Set task: Please extract and repeat these lines exactly, starting with the first line of the records and going on through the line with "282,21,579,278", leaving the pictures out of your answer.

Supplied information:

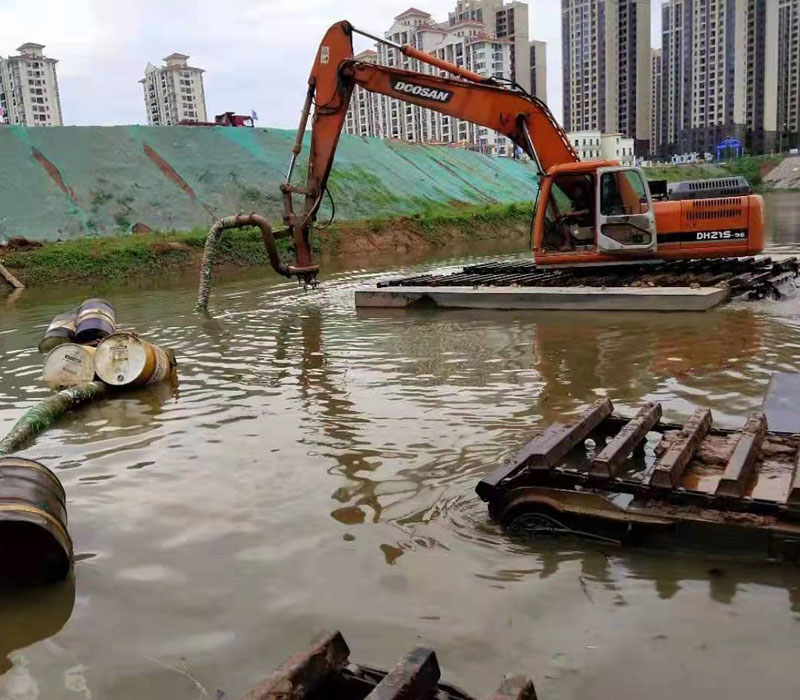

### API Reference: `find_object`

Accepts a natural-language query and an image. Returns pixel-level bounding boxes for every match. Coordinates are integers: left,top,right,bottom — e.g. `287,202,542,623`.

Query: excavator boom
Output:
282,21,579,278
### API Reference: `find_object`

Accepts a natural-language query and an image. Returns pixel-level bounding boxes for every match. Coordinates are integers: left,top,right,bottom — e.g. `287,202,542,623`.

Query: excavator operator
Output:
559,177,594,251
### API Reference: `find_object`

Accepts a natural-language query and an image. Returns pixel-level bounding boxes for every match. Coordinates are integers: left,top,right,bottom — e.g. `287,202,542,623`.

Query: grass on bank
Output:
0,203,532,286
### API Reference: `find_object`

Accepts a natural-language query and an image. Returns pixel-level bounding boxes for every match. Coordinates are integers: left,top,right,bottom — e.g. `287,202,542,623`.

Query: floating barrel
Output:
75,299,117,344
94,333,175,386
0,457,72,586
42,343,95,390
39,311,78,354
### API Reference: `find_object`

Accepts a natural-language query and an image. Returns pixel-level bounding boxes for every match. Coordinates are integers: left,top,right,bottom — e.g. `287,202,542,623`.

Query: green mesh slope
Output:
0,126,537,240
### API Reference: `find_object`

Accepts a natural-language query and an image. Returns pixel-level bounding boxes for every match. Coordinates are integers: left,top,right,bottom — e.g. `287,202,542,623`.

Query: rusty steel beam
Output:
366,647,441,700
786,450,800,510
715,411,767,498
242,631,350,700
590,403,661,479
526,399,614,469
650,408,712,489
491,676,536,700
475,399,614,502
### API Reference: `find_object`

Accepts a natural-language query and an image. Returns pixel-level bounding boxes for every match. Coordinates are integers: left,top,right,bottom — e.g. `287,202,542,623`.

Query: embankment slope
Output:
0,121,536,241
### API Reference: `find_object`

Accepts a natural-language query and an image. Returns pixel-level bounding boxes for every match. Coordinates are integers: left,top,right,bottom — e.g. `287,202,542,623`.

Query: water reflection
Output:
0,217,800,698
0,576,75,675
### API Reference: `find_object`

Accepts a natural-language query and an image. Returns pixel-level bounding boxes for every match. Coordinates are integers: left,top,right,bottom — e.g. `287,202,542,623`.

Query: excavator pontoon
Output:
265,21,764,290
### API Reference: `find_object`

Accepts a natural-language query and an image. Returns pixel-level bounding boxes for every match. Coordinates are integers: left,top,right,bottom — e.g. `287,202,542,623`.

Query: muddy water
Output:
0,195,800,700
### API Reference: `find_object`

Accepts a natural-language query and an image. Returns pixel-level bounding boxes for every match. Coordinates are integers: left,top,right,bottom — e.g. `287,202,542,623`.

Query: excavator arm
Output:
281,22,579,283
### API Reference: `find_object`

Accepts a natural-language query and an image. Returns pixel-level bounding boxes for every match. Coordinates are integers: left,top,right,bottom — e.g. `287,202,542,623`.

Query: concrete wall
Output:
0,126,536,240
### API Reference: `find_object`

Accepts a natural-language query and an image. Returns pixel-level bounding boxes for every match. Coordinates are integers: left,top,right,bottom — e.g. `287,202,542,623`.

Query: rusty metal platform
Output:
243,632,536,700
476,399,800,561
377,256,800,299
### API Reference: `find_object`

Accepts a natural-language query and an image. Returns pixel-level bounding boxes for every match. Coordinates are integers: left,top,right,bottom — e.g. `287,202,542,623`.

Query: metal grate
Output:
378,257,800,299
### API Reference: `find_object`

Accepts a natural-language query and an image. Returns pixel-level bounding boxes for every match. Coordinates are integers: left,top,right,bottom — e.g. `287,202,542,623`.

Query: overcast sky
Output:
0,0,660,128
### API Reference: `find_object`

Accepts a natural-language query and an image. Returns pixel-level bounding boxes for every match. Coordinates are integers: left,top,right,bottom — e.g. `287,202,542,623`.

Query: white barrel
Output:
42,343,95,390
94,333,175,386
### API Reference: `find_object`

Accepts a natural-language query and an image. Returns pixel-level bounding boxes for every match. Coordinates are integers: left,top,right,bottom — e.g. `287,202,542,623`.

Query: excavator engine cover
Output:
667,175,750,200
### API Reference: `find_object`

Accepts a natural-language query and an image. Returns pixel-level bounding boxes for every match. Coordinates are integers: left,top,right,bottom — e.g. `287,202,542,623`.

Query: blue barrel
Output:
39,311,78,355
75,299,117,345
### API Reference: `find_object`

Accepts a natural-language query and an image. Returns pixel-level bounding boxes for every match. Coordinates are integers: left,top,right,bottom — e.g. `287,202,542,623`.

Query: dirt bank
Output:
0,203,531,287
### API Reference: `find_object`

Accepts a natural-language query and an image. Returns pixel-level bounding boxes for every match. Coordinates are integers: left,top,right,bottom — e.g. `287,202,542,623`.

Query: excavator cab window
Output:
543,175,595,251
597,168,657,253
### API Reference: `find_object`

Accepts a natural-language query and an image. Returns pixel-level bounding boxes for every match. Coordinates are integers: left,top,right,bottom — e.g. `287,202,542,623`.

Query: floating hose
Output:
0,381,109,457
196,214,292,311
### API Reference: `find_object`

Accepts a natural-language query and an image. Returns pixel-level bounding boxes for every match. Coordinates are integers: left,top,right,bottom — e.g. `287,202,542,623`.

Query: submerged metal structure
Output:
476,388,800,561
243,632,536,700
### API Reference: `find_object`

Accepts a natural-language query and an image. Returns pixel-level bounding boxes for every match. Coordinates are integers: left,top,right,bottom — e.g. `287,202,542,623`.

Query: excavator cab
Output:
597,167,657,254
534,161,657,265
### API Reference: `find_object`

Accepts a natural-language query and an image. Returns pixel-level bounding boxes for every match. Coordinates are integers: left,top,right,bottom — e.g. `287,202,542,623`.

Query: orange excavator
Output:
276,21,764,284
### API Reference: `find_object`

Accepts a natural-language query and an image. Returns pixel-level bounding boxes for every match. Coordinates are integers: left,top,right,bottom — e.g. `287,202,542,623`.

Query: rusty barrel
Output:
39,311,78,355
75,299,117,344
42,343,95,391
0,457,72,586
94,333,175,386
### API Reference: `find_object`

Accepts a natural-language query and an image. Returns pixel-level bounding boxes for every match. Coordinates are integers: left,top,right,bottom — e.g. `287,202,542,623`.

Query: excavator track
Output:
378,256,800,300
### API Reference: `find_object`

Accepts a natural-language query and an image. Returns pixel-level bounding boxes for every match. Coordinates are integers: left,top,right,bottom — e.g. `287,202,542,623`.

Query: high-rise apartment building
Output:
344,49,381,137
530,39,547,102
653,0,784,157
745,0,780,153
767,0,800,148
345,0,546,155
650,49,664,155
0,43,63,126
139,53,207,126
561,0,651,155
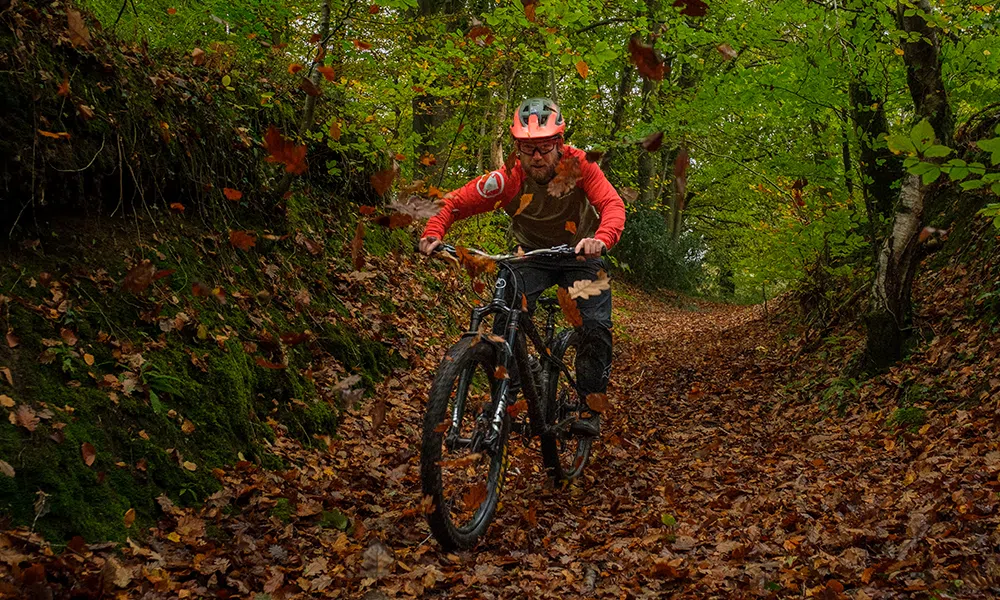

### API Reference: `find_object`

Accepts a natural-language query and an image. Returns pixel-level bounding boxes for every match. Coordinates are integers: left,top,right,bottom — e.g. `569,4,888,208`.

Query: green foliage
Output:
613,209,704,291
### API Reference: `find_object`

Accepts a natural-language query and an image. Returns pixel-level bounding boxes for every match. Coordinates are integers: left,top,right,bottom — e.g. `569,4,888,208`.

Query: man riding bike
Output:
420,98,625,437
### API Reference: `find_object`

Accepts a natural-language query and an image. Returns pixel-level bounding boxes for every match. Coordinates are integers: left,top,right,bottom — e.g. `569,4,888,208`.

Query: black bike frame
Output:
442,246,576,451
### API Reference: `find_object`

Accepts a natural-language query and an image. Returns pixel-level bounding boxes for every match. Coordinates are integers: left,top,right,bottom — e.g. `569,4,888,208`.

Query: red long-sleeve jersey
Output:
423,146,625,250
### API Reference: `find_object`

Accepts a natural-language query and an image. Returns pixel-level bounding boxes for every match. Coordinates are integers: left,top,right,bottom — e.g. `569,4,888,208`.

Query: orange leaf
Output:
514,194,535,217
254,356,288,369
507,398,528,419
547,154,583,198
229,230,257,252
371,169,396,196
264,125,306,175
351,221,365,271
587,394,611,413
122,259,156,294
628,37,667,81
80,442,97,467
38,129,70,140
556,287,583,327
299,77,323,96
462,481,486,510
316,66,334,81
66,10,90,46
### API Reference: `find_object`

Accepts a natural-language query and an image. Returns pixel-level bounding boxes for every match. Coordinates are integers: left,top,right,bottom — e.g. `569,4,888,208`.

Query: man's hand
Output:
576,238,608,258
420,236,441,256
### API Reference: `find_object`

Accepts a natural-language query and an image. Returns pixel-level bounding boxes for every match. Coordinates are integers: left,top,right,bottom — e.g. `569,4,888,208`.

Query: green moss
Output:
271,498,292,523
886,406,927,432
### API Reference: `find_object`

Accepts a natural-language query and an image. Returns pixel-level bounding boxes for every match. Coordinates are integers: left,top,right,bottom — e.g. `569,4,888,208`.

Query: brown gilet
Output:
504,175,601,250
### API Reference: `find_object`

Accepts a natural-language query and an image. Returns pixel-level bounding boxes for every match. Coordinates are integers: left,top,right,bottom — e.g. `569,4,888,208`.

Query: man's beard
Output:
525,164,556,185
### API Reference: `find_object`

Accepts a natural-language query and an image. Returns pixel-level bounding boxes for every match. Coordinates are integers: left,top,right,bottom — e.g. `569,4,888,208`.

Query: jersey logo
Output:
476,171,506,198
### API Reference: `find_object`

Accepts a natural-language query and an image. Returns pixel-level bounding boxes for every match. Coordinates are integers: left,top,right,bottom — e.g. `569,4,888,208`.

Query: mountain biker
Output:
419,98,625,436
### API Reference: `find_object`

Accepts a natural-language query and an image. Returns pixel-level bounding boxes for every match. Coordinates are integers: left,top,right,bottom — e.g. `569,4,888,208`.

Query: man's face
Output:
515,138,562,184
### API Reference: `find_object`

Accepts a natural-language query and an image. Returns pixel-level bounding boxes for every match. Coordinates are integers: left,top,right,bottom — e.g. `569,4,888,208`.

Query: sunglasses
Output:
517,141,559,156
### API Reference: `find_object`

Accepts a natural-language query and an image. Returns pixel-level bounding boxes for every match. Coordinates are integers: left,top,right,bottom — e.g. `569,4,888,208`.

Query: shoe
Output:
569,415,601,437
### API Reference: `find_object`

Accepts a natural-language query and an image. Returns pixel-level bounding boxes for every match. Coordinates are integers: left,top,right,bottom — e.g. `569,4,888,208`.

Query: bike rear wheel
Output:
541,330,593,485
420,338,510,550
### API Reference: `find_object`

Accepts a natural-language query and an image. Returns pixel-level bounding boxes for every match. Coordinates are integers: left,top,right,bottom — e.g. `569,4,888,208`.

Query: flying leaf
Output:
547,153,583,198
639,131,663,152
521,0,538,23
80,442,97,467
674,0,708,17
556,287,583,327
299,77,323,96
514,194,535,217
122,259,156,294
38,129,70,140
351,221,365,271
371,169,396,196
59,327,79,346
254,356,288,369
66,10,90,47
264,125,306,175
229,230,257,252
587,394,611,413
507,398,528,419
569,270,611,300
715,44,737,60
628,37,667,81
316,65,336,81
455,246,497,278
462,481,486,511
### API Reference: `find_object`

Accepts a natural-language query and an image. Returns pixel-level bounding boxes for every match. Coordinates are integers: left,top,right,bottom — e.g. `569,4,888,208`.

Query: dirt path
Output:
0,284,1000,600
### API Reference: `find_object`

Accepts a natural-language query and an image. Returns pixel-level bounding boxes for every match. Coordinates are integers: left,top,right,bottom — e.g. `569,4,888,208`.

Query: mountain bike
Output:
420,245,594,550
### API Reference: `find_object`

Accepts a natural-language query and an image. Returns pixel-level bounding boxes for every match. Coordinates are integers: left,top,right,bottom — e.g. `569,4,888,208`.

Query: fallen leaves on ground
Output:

Task output:
### API Reference: `find_object`

Accepts a natural-language query and an image. Returns pixel-level bounding boxes for every match. Coordinates are integers: left,top,right,bottom — e.g. `287,202,542,623`.

Query: excavator boom
Output:
282,21,579,278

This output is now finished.